── Passage
Sir Marin Sorell the former CEO of WPP who resigned in April 2018 which he founded and grew into the world’s biggest advertising holding group, embroiled in contro0versy over his departure.

Ken Auletta states in the last chapter of Frenemies, “Seventy-two and still robust, Martin Sorrell was unlikely to step down any time soon” which had already proved wrong.

Madison Avenue used to control its destiny, but with the advent of new technologies, the control slipped away to Silicon Valley and China.

Auletta, a New Yorker writer who has covered both Wall Street and the media for decades, known the block of midtown Manhattan where Don Draper worked in TV series Mad Men and “the maitre d’ automatically delivers dry martini” to Michael Kassan, an industry consultant at its heart.

Auletta reveals the story of a global business worth  $1tn to $2tn a year, in which personalities still matter but art is being gobbled up by data. The power has shifted, in Kassan’s view from Mad Men to “math Men” but really lies with a woman –Carolyn Everson, Vice-president of Global marketing solutions”. Aluetta portrays the power of figures such as Kassan, Sorrell and the latter’s bitter rival Maurice Levy, chairman of Publicis.

Advertising and marketing touch us on every corner of our lives powering almost all media. Auletta reveals the level of anxiety as former allies become competitors and accusations of kickbacks and corruption swirl. Carolyn Everson, Facebook’s head of sales and the survival of the media as we know it depends on the money generated by advertising and marketing revenue that is in peril in the face of technological changes and the fraying trust between the industry’s key players.
────
── Record extracts
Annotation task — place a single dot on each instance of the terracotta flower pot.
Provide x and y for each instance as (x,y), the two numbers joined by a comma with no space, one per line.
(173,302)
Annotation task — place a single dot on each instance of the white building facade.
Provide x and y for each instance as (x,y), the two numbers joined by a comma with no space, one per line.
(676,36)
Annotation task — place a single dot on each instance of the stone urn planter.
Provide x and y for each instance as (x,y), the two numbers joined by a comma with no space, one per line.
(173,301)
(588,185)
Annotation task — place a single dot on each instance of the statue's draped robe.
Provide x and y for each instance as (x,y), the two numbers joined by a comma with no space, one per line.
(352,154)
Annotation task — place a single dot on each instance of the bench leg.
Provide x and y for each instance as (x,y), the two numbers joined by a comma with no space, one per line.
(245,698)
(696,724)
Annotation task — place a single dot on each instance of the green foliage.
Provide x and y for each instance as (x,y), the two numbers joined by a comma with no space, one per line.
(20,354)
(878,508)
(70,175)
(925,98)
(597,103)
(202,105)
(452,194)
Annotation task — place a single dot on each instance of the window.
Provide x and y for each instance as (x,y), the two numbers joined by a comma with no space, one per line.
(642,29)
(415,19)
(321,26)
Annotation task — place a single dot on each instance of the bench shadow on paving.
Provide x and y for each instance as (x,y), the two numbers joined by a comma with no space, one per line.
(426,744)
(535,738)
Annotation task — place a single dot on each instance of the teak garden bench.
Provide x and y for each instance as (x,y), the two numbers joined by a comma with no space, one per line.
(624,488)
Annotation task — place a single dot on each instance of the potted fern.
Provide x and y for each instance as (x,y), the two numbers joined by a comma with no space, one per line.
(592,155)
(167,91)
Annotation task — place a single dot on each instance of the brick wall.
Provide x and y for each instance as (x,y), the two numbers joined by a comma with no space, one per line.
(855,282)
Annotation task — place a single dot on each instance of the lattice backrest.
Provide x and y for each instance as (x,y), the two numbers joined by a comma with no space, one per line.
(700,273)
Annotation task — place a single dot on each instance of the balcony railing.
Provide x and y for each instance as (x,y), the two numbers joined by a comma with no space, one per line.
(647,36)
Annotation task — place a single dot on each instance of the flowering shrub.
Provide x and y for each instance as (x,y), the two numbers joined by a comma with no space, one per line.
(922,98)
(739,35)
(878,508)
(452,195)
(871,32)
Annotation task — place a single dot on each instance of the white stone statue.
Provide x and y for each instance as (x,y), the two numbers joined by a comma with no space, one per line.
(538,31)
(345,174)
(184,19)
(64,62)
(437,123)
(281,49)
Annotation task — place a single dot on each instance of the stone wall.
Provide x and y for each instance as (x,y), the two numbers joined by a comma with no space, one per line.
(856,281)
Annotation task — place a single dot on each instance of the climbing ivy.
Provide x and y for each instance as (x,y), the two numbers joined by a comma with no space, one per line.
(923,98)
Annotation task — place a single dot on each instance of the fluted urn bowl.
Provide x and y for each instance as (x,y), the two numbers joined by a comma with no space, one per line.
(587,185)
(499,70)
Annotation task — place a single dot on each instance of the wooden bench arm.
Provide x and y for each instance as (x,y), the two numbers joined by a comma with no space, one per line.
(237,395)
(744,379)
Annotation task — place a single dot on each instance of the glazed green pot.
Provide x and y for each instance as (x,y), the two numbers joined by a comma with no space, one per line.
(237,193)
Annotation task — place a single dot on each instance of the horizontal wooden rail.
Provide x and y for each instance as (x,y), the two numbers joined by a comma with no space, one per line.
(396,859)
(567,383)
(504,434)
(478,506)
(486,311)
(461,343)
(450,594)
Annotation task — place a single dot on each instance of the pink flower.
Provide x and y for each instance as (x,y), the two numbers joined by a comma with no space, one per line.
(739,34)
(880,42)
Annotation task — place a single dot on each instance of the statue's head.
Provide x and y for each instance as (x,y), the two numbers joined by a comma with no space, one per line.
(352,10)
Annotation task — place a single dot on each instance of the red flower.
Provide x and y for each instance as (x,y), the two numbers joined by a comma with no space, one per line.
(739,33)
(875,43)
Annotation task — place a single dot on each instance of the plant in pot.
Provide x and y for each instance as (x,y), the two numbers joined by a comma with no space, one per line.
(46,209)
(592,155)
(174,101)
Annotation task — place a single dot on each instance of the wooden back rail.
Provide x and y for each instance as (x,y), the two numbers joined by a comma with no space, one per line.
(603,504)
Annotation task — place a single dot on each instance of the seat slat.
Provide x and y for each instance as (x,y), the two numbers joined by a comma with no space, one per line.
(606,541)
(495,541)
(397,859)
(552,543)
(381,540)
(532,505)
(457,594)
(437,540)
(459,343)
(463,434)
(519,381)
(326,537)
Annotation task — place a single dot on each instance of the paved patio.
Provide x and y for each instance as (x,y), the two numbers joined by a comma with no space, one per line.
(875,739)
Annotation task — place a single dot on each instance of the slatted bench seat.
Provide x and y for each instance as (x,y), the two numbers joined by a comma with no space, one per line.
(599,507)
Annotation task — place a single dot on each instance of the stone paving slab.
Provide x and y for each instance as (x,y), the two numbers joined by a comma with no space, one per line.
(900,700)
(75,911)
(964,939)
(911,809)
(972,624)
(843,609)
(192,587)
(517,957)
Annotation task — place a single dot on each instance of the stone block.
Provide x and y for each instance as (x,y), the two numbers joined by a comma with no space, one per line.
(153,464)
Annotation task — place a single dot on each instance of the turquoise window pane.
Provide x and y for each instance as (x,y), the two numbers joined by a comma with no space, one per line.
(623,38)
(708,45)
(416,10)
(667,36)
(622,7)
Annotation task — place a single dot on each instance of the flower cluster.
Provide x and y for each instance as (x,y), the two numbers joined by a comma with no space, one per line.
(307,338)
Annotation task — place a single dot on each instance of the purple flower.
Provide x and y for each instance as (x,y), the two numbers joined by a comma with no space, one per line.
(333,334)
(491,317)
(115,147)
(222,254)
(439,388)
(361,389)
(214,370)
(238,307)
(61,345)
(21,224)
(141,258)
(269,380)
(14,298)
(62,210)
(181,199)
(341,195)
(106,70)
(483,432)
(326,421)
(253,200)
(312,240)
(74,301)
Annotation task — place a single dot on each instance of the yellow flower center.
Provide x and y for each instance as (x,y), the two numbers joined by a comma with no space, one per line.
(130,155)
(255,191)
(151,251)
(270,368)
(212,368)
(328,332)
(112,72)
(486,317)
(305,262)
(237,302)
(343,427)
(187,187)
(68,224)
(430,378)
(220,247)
────
* Exercise task 1
Translate this sentence from the passage on the advertising industry into Spanish: "Madison Avenue used to control its destiny, but with the advent of new technologies, the control slipped away to Silicon Valley and China."
* Exercise task 2
Reproduce the part of the passage on the advertising industry between "Advertising and marketing touch" and "industry’s key players.", inclusive.

* Exercise result 1
Madison Avenue solía controlar su destino, pero con la llegada de las nuevas tecnologías, el control se le escapó hacia Silicon Valley y China.

* Exercise result 2
Advertising and marketing touch us on every corner of our lives powering almost all media. Auletta reveals the level of anxiety as former allies become competitors and accusations of kickbacks and corruption swirl. Carolyn Everson, Facebook’s head of sales and the survival of the media as we know it depends on the money generated by advertising and marketing revenue that is in peril in the face of technological changes and the fraying trust between the industry’s key players.